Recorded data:
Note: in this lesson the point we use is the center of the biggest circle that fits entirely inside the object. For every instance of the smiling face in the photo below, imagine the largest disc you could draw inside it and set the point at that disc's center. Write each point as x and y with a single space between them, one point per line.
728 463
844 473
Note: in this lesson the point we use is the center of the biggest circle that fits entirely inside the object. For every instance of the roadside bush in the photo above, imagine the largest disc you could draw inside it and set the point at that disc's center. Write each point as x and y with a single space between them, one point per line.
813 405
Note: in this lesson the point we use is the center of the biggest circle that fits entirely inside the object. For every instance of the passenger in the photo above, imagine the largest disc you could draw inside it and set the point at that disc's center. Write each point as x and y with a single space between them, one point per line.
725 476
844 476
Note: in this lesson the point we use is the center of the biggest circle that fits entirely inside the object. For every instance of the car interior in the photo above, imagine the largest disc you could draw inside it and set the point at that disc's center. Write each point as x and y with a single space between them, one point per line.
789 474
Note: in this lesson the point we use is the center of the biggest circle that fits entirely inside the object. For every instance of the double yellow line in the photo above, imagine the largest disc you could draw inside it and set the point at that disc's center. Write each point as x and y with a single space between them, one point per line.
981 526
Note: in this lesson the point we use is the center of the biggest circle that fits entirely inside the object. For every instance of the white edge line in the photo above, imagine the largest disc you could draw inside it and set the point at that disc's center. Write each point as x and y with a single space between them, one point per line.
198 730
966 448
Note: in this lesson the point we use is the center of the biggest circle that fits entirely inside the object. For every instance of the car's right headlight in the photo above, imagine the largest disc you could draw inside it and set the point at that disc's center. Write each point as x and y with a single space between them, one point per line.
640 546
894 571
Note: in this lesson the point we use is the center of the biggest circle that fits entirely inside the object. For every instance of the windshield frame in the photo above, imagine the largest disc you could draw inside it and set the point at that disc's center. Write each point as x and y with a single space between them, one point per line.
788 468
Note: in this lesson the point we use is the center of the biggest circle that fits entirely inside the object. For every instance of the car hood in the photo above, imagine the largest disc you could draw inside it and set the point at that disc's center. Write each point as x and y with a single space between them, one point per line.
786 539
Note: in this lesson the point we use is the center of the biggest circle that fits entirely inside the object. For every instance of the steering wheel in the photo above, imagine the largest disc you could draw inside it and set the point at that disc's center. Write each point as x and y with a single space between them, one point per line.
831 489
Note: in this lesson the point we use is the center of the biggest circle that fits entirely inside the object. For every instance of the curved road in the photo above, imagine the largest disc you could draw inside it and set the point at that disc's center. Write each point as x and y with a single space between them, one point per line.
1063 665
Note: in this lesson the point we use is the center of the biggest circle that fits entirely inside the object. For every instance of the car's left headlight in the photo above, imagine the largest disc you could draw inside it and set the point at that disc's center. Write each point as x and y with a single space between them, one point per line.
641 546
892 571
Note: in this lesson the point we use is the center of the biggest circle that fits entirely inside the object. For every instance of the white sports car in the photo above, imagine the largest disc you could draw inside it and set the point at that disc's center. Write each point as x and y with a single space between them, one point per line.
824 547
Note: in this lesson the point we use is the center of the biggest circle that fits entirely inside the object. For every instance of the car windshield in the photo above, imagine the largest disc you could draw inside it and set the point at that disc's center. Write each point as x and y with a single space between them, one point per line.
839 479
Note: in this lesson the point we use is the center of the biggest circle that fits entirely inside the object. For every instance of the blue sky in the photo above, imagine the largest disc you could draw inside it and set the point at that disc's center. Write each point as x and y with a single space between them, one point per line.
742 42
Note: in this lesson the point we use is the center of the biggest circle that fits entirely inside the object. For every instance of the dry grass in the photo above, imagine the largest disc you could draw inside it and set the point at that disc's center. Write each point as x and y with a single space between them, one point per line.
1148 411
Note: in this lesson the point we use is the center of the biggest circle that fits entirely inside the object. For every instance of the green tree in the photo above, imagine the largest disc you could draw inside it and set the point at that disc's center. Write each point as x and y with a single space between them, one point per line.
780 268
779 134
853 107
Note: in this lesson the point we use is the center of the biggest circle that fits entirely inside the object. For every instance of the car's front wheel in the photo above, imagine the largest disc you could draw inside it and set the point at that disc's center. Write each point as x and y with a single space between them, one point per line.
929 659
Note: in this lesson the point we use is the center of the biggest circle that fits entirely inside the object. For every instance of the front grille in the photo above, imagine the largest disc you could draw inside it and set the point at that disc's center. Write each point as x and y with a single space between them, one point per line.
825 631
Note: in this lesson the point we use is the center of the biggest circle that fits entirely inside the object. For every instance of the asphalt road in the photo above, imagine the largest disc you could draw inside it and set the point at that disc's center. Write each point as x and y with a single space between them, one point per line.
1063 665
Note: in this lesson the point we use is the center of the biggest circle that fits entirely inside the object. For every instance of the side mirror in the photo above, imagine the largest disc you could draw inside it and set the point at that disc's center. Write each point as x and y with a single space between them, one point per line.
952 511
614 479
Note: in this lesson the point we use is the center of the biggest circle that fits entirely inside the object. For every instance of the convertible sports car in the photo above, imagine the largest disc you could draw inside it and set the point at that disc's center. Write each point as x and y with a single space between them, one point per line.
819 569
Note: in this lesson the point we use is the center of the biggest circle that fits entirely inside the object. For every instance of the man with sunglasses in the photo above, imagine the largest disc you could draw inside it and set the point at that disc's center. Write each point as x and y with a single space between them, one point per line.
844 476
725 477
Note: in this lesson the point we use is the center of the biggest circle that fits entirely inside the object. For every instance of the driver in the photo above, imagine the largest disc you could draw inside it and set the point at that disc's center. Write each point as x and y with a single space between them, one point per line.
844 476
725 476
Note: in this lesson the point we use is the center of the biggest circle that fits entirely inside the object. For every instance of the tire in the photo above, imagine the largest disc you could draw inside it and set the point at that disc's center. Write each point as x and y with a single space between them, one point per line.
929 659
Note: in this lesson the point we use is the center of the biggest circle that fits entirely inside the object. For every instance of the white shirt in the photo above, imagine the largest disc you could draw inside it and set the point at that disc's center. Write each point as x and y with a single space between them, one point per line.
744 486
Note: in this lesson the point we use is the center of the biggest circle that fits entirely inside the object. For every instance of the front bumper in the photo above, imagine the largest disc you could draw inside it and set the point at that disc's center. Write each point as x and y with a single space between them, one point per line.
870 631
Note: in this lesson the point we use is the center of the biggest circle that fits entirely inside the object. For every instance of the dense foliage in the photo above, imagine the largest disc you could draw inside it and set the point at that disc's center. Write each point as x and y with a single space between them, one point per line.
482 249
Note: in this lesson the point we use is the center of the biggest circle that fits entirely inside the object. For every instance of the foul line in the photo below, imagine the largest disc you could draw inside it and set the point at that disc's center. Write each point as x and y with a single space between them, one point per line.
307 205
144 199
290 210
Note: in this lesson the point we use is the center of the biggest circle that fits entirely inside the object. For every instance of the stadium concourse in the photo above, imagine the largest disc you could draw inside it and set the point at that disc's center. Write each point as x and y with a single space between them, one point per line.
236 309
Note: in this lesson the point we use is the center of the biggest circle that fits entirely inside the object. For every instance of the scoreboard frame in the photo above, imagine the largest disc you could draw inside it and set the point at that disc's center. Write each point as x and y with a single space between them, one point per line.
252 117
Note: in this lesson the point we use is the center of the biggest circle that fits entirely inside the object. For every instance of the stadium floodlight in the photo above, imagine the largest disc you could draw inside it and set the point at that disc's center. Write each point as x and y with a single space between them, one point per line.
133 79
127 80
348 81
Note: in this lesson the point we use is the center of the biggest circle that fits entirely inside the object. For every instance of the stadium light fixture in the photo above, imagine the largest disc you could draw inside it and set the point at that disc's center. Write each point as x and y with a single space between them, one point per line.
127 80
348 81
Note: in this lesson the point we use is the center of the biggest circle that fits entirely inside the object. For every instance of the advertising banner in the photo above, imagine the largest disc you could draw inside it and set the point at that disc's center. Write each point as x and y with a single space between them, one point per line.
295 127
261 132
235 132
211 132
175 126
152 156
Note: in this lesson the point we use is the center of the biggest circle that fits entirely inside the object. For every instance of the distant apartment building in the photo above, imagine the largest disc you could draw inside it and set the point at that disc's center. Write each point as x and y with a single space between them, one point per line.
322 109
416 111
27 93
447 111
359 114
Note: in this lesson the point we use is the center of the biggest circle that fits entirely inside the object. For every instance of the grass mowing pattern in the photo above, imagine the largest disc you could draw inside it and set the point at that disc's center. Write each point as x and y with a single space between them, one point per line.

What this task involves: Look above for the line that holds "the stadium light", then copy it and each line after it exactly, through the last line of the data.

Answer to this task:
Note: in this lesson the point we use is the center of the biggest circle that fits entirely inside the object. For every instance of the stadium light fixture in the photo above, imagine the largest disc you could draw inside it and set the point at that disc's center. Write each point as x and y with a single space between them, one point per line.
127 80
348 81
Note: in this lesson the point we use is the center of the biggest circle that fits entirely inside the object. For every instance of the advertising banner in the photo above, imagine the largest disc you could draw inside it and set the point at that disc's center. Write each point as x and y with a single space between them, one point per line.
295 127
261 132
235 132
211 132
175 126
152 156
Note: in this lesson the point we use is the center of the biggest circle that fits entirely inside the object. For every instance of the distant apartment building in the photo above, imagine the largest disc you could draw inside it and set the point at that disc's center. Write each point as x and y with a single space between them, one point per line.
322 109
416 111
27 93
447 111
359 114
Note: in this lesson the point we use is the center of the biggest circle that fits entirely inside the object. For every instance of the grass mowing pattern in the photo above, imagine the largest disc you could draw inside it and set the point at that disc's center. Write each point as x and y with a single space between them, one point per line.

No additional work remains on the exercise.